_SUPPLIED TEXT_:
Nora Vasconcellos moved in 2012 to Los Angeles, to pursue a life of skateboarding. And not without success, as in 2017 she went Pro, joining the adidas Skateboarding roster as its first female Pro rider. Nora is frequently participating in the X Games and awards like Red Bull’s Solus Women’s Fan Favorite, but has at the same time a creative talent that should not be forgotten. Last October adidas Skateboarding announced Nora Vasconcellos’ first signature Pro footwear accompanied by an apparel pack, NORA by Nora Vasconcellos. Designed from Vasconcellos’ artistic lens, the capsule draws inspiration from adidas’ heritage tennis silhouettes to create distinctive pieces with modern updates and elevated skate performance features emphasizing style, durability, and inclusivity. Numéro had the honor to interview the skateboarder and artist. 

For the readers who might not know everything about you. How did your love for skateboarding start? And how did you get where you are today?

My love affair with skate began when I was watching the Nickelodeon show Rocket Power as a kid. I was inspired by the character Reggie Rocket and wanted to surf and skateboard as she did. I didn’t start skating seriously until middle school, around 2006. I grew up in southeastern Massachusetts so it wasn’t super accessible at first, but I started skating vertically in high school and just got really into it. After I graduated, I took a gap year and decided to move to California to take my love for skateboarding to the next level.

You are determined to show girls that they can also become part of the skate community. How do you want to be a role model for these girls?

I just want to be a role model for anyone who loves skateboarding and wants to be a part of the community. I want them to feel safe and inspired to be themselves.

Items from a data source
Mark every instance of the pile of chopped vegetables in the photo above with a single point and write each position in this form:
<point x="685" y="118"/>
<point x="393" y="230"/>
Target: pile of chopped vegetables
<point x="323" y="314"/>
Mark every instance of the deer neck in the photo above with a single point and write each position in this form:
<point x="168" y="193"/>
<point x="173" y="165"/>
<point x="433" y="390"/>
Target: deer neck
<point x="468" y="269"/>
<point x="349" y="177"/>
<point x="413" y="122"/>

==

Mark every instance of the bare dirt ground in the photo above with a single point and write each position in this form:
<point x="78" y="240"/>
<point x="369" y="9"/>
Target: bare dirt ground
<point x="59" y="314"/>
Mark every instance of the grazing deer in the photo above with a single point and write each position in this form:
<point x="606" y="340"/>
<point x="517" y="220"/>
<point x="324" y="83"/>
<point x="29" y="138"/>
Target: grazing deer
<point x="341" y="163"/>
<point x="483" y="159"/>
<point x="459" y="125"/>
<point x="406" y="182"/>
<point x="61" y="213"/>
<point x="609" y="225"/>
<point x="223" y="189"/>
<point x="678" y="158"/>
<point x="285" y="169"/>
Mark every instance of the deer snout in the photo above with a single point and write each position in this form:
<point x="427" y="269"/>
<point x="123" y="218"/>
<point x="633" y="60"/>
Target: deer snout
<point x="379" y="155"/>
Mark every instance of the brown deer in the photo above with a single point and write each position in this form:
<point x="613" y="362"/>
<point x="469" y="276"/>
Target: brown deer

--

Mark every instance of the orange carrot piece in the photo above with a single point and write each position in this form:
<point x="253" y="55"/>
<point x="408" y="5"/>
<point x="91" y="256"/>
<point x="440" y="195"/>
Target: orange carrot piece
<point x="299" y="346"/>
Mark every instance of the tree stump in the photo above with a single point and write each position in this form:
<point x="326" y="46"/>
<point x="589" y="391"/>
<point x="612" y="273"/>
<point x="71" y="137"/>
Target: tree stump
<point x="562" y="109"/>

_WHAT YOU WILL DO_:
• A. In the Nora Vasconcellos interview, which TV show first sparked her love of skateboarding?
• B. Pick up the Nora Vasconcellos interview after its last line and write the next part.

_ANSWERS TO THE EXERCISE_:
• A. The Nickelodeon show Rocket Power.

• B.
Currently, society is changing its overall opinions toward gender roles. Why do you think this is important and how do you want to convey your message about this issue?

My thoughts go back to skateboarding here. I just think it is so expressive and healing and can give people confidence and solace. Personally, skateboarding is what gave me strength as a young girl to stand up for myself. I gained confidence and new friendships that really helped me navigate different times in my life.

You’ve always had an interest in art and illustrating, from customizing your clothes to illustrating your skateboard decks. And you’re currently busy on a collaboration with adidas Skateboarding. What is your overall inspiration for the work you make? What shapes your creative vision?

I draw inspiration from pretty much anywhere and everywhere—there isn’t a specific place. I love seeing what other artists create and how easy it is to get lost while painting or drawing. Art really keeps me present and relaxed. It can be a needed break from skating and is certainly softer on the body. When I’m injured, art really helps me heal and make time for myself. 

How does the collaboration with adidas Skateboarding go into work? Could you maybe tell me more about the process, like how did you start designing and how did adidas pick it up?

It’s wild! I almost didn’t know where to start when designing this collection. In general, I like looking at the brand’s archives and seeing shoes and products that have heritage and tell a story. My ultimate goal was to make a sneaker that was like a court shoe I would have found in my mom’s closet. Something classic, but timeless…

Do you think the skate world changed positively compared to ever since you started skating? And how?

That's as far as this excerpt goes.